SOURCE TEXT:
It hurts very much to think of you. How could you suffer not only our pains but also our sicknesses and infirmities? Did you actually become sick and infirm or did you merely feel, with your greater imagination, something like what we feel when we are sick and infirm?…And if you did literally experience our infirmities, did you know our greatest one, sin? Everyone says you didn’t sin, that you were always perfect. But how then could you learn to help us?…I don’t want to hurt like this, like I do now..Yet I want you to know the worst of me, the worst of me possible, and still love me, accept me—like a lovely, terrible drill, tearing me all the way down inside the root until all the decay and then all the pulp and nerve and all the pain are gone.

Can’t you tell us directly, without all the pain and contradiction, if what I feel is right? Could it be that your very willingness to know the actual pain and confusion and despair..to join with us fully, is what saves us?…How can I refuse to accept myself, refuse to be whole again, if you..know exactly what I feel and still accept me?…Who is it can withstand your love?

STATED EXERCISE: Please copy the passage above word for word, from its first sentence to its last. The lines after this sentence are separate from the passage.

GIVEN INFORMATION:
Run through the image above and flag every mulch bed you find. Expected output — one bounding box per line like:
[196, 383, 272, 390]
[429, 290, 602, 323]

ANSWER TO THE PROBLEM:
It hurts very much to think of you. How could you suffer not only our pains but also our sicknesses and infirmities? Did you actually become sick and infirm or did you merely feel, with your greater imagination, something like what we feel when we are sick and infirm?…And if you did literally experience our infirmities, did you know our greatest one, sin? Everyone says you didn’t sin, that you were always perfect. But how then could you learn to help us?…I don’t want to hurt like this, like I do now..Yet I want you to know the worst of me, the worst of me possible, and still love me, accept me—like a lovely, terrible drill, tearing me all the way down inside the root until all the decay and then all the pulp and nerve and all the pain are gone.

Can’t you tell us directly, without all the pain and contradiction, if what I feel is right? Could it be that your very willingness to know the actual pain and confusion and despair..to join with us fully, is what saves us?…How can I refuse to accept myself, refuse to be whole again, if you..know exactly what I feel and still accept me?…Who is it can withstand your love?